* Start DATA TO USE *

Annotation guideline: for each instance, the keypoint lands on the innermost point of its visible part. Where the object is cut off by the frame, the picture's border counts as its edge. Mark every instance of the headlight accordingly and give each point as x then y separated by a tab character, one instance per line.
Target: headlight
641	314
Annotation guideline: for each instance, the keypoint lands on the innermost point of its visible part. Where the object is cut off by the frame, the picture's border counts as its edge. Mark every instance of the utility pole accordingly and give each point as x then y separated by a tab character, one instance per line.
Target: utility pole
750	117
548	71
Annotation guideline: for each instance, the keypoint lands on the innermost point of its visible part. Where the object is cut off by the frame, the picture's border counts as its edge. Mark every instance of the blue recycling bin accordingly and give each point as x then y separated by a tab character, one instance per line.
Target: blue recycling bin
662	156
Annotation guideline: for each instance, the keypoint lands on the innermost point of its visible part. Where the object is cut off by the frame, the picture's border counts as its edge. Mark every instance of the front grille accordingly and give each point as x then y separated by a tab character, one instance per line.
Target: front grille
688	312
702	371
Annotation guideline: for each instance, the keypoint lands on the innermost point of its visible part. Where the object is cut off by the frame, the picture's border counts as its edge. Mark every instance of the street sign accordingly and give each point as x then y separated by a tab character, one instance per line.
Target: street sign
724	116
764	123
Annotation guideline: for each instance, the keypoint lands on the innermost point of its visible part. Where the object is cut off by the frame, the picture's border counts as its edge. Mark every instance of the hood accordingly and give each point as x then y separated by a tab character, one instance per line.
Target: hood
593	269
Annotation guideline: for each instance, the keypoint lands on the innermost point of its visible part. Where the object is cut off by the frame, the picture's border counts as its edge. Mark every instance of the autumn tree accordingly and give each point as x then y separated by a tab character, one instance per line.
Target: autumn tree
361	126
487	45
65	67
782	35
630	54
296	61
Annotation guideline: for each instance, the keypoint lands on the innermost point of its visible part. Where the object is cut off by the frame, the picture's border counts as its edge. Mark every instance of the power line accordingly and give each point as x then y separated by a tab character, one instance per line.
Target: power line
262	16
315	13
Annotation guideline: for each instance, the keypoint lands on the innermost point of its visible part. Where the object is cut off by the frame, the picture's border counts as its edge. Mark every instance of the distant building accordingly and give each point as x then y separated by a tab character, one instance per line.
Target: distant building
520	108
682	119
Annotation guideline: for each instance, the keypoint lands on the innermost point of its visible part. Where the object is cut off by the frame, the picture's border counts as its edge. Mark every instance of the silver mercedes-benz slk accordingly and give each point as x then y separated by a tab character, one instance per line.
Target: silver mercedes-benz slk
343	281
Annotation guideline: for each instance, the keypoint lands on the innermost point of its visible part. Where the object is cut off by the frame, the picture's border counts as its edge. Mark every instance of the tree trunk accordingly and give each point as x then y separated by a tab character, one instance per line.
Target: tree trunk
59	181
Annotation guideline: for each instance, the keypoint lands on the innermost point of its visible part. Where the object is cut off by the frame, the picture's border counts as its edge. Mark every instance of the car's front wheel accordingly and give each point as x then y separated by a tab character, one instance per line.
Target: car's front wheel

* End DATA TO USE *

## GOAL
Rewrite every item above with each "keypoint" changed to "marker", and leave everything else as it is.

## EXERCISE OUTPUT
Annotation guideline: for each instance, the marker lands on the innermost point of its visible part. Where the object is cut off by the frame, the picture's border counts as its edge. Mark every instance of the headlight accordingly and give each point as x then y separated by a tab character, one instance per line.
Target: headlight
641	314
Annotation guideline: for each instance, the marker lands on the innermost point of its visible part. Where the object is cut off by the frame, the picture's border counts as its edge. Mark every instance of the utility pole accordingly and give each point as x then y separated by a tab character, one instance per line.
Target: utility pole
750	117
548	71
Annotation guideline: for each instance, the marker lands on the innermost point of its visible part. Where the object is cut off by the frame, the picture's border counts as its edge. Mark every instance of the blue recycling bin accordingly and give each point as x then y separated by a tab character, one instance per line.
Target: blue recycling bin
662	156
Annotation guideline: for each instance, the marker lands on the innermost point of its visible part. Where the object is cut off by the frame, the picture's border counts as its edge. Mark every instance of the front grille accordingly and give each point as x then y separated by a tab character, one instance per line.
Target: front grille
688	312
702	371
Annotation guideline: for each instance, the marker lands on the innermost point of its visible part. Where the object is cut off by the frame, the picture's border counts as its edge. Mark every instance of the street sign accordingly and give each point as x then y separated by a tab character, one instance per line.
Target: street sign
724	116
764	123
Annotation guideline: for each instance, the marker lands on the innermost point of its visible part. Where the object is cut off by the frame, the picture's border counts as its edge. Mark every instance of the hood accordingly and give each point as x then y separated by a tab character, one instance per line.
Target: hood
593	269
Annotation guideline: for each instance, the marker lands on the innermost point of its visible part. Where the object is cut off by the frame, the picture's border counts as its edge. Mark every instance of the autumn tree accordingly and give each point as x then y separated by a tab character, one instance per line.
Target: autumn tree
361	126
487	45
65	67
782	35
630	54
296	61
Annotation guideline: for each instance, the marker lands on the innermost point of its visible part. Where the object is cut off by the frame, the picture's border counts as its edge. Mark every instance of the power line accordingly and give each point as x then y separated by a tab character, one instance per line.
Target: power line
262	16
315	13
Annotation guideline: for each instance, the marker lands on the innermost point of its visible part. Where the object is cut off by the frame, the picture's border counts as its edge. Mark every instance of the distant building accordingly and give each point as x then y separated by a tab character, one instance per line.
Target: distant building
520	108
682	119
Annotation guideline: for each instance, the marker lands on the innermost point of its visible part. Where the object is cut off by the frame, the picture's border counts as its edge. Mark every instance of the silver mercedes-benz slk accordingly and give each point as x then y separated by a tab character, one instance per line.
Target: silver mercedes-benz slk
343	281
Annotation guideline: for each instance, the marker lands on the innermost point of its visible part. Where the object is cut off by the frame, the picture's border counts as its edge. Mark every instance of the tree trunk accordingly and give each point as x then y separated by a tab character, one instance per line.
Target: tree trunk
59	181
Annotation guideline: for each instance, the marker lands on the innermost point of its visible part. Where the object is cut off by the frame, the picture's border counts as its edge. Mark every instance of the car's front wheel accordingly and give each point as x then y separated by a tab character, one instance per line.
Target: car's front wheel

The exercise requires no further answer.